**Task directions**
Please report each line of the data below that contains the string "outbuilding". Letter case must match.

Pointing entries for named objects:
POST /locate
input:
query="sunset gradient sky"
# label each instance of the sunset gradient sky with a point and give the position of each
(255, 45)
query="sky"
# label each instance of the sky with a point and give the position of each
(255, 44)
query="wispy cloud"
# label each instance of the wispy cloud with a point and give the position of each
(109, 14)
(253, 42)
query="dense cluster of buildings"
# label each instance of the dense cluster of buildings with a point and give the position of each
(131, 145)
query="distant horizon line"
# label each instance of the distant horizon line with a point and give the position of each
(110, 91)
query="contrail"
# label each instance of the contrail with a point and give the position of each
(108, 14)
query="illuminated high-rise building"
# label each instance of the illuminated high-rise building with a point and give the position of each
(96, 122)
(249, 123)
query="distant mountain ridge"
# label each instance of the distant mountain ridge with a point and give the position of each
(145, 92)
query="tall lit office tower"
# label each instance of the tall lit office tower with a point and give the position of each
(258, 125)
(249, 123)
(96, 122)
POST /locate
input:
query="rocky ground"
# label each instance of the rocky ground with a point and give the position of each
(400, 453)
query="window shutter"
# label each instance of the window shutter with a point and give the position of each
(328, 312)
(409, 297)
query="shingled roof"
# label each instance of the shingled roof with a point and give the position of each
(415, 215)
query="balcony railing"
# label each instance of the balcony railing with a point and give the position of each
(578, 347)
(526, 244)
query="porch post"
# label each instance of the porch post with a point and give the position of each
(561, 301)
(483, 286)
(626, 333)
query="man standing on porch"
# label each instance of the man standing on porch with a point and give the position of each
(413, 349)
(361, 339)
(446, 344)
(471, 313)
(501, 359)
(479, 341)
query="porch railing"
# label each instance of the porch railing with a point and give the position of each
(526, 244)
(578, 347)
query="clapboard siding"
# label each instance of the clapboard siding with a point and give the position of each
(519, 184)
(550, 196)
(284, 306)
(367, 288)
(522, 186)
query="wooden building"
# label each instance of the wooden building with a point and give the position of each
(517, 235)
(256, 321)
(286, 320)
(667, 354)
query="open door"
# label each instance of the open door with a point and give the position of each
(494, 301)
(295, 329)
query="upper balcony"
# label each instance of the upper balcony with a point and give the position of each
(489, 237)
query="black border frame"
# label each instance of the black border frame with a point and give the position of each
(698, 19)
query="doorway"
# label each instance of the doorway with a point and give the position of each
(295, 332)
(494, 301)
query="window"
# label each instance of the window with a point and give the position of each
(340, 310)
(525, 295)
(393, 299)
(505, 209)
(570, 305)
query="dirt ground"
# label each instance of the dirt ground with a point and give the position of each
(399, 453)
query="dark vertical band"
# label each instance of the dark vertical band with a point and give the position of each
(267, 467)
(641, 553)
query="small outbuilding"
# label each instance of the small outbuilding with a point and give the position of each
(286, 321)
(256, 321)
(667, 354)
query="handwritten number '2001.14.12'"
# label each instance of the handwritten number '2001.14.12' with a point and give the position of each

**Output of the exercise**
query="small outbuilding"
# label each instance of the small outbuilding with a point and give the position of each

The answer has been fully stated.